* [Your assignment] Find the line containing "the tree branch?" in the data below and repeat it, along with all later lines, exactly through the last one.

[Records from a collection]
------------------------
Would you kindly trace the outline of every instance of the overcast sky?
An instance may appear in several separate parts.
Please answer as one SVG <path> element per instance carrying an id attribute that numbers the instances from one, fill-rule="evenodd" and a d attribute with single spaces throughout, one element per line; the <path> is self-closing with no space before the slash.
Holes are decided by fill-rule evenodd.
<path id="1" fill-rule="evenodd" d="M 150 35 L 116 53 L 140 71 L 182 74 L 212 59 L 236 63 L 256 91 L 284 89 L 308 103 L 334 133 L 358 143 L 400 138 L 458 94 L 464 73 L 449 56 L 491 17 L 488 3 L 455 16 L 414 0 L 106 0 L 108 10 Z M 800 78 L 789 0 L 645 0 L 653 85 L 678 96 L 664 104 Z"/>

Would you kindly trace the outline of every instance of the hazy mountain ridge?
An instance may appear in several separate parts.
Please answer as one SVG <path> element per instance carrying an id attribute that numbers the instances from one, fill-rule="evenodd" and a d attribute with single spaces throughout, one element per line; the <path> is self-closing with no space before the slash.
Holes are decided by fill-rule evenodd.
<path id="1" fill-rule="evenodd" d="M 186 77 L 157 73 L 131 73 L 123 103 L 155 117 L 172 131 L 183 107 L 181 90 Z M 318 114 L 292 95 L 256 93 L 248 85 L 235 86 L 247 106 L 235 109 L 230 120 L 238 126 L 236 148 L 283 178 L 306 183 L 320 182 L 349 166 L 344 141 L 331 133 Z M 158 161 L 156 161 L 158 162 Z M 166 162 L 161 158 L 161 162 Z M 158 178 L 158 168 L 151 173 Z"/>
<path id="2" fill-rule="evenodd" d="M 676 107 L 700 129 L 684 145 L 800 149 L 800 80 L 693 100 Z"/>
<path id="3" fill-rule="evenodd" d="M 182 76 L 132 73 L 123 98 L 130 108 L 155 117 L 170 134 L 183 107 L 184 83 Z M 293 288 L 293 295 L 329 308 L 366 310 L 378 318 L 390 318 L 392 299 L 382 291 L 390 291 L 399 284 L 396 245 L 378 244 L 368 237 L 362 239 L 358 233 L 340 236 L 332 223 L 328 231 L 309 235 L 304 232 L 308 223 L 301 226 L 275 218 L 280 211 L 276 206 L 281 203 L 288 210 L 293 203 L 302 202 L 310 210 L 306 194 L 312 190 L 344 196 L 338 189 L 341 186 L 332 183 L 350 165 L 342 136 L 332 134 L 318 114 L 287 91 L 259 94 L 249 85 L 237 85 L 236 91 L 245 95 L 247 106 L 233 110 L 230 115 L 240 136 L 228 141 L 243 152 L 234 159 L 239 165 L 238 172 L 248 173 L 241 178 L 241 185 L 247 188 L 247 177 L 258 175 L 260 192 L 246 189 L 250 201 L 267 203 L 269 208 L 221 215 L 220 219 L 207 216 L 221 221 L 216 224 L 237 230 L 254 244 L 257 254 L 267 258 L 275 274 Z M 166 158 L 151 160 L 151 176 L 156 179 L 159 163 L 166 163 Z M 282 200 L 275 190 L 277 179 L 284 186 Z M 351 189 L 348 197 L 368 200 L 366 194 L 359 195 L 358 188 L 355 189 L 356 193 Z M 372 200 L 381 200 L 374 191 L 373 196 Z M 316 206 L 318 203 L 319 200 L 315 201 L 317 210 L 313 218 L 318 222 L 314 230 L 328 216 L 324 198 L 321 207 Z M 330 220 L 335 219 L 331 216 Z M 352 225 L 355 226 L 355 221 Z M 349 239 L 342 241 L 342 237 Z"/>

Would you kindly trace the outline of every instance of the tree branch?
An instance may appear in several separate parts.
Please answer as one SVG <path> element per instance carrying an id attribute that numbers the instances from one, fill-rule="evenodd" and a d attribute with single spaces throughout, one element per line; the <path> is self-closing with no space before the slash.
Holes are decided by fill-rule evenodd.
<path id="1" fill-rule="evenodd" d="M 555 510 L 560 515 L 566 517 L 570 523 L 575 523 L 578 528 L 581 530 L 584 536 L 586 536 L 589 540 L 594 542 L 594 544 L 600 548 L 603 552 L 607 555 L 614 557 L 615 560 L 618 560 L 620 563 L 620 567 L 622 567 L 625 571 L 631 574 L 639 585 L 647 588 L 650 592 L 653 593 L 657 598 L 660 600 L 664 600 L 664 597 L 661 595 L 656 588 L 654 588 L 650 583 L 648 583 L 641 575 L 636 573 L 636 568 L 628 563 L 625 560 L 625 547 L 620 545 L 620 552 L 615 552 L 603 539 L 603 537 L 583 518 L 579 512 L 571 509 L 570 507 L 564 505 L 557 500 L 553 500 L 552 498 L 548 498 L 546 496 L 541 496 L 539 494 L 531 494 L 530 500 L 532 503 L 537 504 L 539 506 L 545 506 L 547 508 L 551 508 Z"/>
------------------------
* [Answer space]
Would you kindly trace the outline of every instance of the tree branch?
An instance may appear in several separate parts.
Please answer as one SVG <path> element per instance carrying an id attribute that numbers the instances from one, fill-rule="evenodd" and a d attribute with single spaces throughout, one element per line; the <path> is self-closing with no space before the slash.
Holes are decided by fill-rule evenodd.
<path id="1" fill-rule="evenodd" d="M 555 510 L 560 515 L 566 517 L 570 523 L 575 523 L 578 528 L 581 530 L 584 536 L 586 536 L 589 540 L 594 542 L 594 544 L 600 548 L 603 552 L 607 555 L 614 557 L 615 560 L 618 560 L 620 563 L 620 567 L 622 567 L 625 571 L 631 574 L 639 585 L 647 588 L 650 592 L 653 593 L 657 598 L 660 600 L 664 600 L 664 597 L 661 595 L 656 588 L 654 588 L 650 583 L 648 583 L 641 575 L 636 573 L 636 568 L 628 563 L 625 560 L 625 547 L 620 545 L 620 552 L 615 552 L 603 539 L 603 537 L 583 518 L 579 512 L 571 509 L 570 507 L 564 505 L 557 500 L 553 500 L 552 498 L 548 498 L 546 496 L 541 496 L 539 494 L 531 494 L 530 500 L 532 503 L 537 504 L 539 506 L 545 506 L 547 508 L 551 508 Z"/>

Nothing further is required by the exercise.